** Dataset rows **
◇ ◇ ◇ ◇ ◇

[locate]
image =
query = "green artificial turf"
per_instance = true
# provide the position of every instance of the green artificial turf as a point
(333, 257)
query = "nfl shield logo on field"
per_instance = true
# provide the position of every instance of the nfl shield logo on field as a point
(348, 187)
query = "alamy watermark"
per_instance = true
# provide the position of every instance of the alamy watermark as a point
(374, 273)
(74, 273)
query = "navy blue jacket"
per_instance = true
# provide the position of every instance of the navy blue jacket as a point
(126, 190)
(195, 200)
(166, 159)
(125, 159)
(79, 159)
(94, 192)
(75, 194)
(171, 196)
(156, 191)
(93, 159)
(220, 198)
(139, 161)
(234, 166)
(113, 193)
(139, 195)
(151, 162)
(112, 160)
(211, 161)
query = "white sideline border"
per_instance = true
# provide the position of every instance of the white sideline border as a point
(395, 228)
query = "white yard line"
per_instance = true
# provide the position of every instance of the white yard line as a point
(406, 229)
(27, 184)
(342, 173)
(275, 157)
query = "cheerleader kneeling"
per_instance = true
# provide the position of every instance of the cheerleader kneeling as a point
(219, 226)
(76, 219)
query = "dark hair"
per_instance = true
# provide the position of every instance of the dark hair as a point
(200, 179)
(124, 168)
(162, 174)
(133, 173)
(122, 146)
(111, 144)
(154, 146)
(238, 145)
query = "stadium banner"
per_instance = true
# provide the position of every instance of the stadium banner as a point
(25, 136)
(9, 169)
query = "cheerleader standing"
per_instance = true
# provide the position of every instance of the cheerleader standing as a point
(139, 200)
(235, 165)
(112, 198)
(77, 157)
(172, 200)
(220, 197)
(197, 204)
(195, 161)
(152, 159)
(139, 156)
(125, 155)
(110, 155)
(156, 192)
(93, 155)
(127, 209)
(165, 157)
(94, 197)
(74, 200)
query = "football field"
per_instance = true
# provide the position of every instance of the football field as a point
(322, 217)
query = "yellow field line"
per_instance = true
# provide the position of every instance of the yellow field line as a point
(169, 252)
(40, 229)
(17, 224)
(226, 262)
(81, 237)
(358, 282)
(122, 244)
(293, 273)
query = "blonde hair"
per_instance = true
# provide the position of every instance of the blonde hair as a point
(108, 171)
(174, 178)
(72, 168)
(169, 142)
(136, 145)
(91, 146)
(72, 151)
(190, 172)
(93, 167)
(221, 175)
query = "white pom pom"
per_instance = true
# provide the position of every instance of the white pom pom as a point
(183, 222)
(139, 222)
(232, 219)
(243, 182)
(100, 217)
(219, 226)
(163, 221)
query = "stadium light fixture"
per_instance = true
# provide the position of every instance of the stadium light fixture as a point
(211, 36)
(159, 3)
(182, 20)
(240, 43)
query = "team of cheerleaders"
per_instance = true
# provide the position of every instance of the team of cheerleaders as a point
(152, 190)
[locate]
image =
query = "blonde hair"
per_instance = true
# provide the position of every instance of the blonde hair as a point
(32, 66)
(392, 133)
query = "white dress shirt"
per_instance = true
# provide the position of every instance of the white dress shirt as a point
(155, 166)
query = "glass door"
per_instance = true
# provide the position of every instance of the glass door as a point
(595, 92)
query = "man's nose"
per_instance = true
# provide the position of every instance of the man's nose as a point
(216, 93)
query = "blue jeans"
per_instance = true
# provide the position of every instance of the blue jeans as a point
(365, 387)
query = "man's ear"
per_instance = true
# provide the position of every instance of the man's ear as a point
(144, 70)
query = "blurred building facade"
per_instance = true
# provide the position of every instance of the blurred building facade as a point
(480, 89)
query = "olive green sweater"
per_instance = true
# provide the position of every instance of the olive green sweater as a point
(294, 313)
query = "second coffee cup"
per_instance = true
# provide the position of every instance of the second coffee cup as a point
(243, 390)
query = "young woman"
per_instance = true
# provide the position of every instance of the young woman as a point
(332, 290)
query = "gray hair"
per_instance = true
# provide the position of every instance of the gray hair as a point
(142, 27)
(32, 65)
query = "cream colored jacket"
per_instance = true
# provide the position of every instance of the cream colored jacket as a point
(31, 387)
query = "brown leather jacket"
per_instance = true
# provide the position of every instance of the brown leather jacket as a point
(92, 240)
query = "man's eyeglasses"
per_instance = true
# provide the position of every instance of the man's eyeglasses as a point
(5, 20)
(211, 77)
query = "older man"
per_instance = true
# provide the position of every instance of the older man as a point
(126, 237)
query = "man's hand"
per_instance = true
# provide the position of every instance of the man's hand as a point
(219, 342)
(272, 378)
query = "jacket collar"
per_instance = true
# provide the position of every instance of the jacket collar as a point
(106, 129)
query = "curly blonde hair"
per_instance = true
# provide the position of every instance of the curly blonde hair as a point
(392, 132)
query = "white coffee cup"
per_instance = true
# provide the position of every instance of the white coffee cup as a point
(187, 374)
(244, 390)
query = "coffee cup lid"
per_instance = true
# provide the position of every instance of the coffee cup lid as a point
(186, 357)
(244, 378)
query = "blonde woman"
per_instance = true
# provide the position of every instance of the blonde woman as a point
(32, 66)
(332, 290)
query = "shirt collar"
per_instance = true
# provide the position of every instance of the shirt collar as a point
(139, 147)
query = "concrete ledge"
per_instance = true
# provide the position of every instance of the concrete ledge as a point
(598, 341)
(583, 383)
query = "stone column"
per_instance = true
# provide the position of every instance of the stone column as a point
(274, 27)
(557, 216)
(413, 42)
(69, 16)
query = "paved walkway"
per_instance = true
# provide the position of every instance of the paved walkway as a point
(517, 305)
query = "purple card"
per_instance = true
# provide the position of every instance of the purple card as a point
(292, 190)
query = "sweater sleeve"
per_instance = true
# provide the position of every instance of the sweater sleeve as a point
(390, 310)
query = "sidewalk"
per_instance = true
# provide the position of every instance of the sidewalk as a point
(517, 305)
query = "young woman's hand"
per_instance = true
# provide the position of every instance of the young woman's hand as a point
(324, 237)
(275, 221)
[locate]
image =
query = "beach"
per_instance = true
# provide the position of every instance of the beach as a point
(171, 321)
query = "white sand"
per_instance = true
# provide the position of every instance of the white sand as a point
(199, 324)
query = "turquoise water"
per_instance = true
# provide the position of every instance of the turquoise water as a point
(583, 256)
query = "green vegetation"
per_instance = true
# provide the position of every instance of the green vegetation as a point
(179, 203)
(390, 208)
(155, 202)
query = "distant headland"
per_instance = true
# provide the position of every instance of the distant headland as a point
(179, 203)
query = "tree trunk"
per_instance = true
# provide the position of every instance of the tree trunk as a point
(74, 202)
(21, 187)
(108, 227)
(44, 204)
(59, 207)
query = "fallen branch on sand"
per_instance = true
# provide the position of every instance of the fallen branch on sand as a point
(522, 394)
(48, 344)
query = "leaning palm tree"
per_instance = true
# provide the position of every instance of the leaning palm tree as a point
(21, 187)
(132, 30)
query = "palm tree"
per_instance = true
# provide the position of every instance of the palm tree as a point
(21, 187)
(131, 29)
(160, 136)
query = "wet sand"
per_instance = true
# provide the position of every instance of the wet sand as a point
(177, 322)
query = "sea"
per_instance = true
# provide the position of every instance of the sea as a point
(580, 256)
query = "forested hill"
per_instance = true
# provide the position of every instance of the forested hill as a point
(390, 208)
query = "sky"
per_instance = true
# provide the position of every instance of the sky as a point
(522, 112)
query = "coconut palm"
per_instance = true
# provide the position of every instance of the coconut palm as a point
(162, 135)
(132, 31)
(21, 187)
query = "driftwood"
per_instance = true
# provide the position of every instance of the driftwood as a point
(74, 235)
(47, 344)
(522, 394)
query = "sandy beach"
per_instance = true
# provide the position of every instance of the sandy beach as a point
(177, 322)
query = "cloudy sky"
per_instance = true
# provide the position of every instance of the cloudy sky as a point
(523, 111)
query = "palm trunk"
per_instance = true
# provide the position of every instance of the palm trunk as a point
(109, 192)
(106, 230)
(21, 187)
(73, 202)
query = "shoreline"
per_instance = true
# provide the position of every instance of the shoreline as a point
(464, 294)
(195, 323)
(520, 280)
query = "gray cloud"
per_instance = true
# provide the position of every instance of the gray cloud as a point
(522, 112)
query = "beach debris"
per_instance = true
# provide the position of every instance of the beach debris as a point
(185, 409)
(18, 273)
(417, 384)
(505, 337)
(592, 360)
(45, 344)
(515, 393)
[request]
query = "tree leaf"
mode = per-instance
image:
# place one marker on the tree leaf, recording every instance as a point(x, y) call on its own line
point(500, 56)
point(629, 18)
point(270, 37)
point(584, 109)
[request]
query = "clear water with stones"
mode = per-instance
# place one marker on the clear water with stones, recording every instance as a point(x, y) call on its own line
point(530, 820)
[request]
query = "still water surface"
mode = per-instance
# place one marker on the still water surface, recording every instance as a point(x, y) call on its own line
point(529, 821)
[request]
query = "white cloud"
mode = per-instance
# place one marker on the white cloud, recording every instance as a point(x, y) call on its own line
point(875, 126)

◇ ◇ ◇ ◇ ◇

** What is being asked **
Gather each line from the items above that contains the string "olive", and copy every such line in full.

** Solution for this problem **
query = "olive green sweater"
# provide the position of every instance of the olive green sweater as a point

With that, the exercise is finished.